*** Opening Input for this task ***

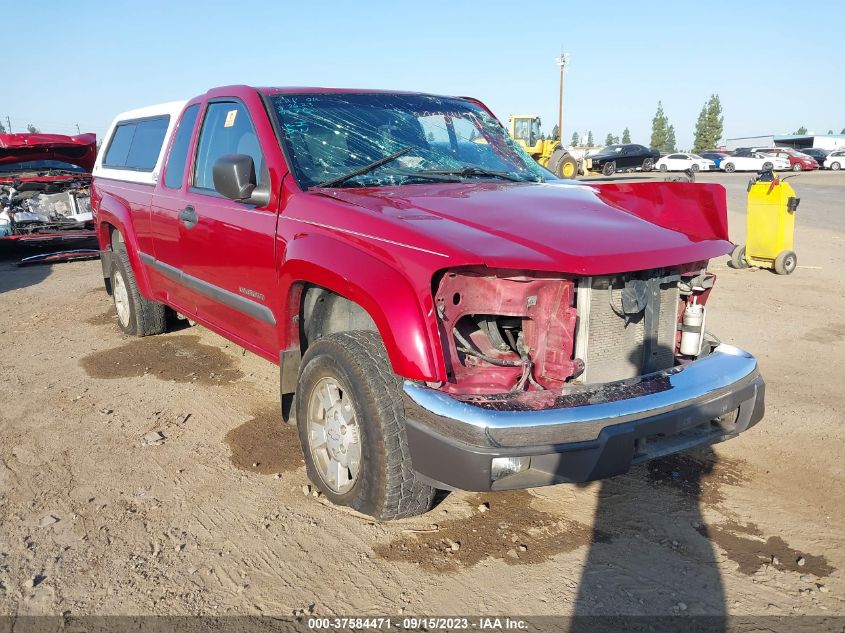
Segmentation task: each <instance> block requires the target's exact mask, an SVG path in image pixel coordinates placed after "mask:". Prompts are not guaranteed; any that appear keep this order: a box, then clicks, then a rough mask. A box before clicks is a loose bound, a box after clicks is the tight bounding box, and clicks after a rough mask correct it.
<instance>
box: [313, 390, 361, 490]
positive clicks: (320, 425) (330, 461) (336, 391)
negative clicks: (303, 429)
mask: <svg viewBox="0 0 845 633" xmlns="http://www.w3.org/2000/svg"><path fill="white" fill-rule="evenodd" d="M306 424H307V425H308V428H307V430H308V450H309V451H310V453H311V457H312V460H313V462H314V465H315V466H316V469H317V474H318V475H319V476H320V479H321V480H322V481H323V483H324V484H325V485H326V487H328V488H329V489H330V490H331V491H332V492H335V493H337V494H343V493H345V492H348V491H349V489H350V488H352V486H354V485H355V482H356V481H357V480H358V473H359V472H360V469H361V434H360V429H359V427H358V420H357V418H356V416H355V408H354V406H353V402H352V397H351V395H350V394H349V390H347V389H344V388H343V386H342V385H341V384H340V383H339V382H338V381H337V380H336V379H334V378H328V377H327V378H321V379H320V380H319V381H318V382H317V384H316V385H315V386H314V389H313V391H312V392H311V396H310V397H309V399H308V411H307V421H306Z"/></svg>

*** Closing Input for this task ***

- About this exercise:
Render the material from its beginning through the line containing "negative clicks: (303, 429)" as a JSON list of strings, with one string per line and blank lines omitted. Leave the picture out of the answer.

- Worked solution:
[
  "Segmentation task: each <instance> block requires the target's exact mask, an SVG path in image pixel coordinates placed after \"mask:\". Prompts are not guaranteed; any that appear keep this order: a box, then clicks, then a rough mask. A box before clicks is a loose bound, a box after clicks is the tight bounding box, and clicks after a rough mask correct it.",
  "<instance>",
  "box: [313, 390, 361, 490]",
  "positive clicks: (320, 425) (330, 461) (336, 391)",
  "negative clicks: (303, 429)"
]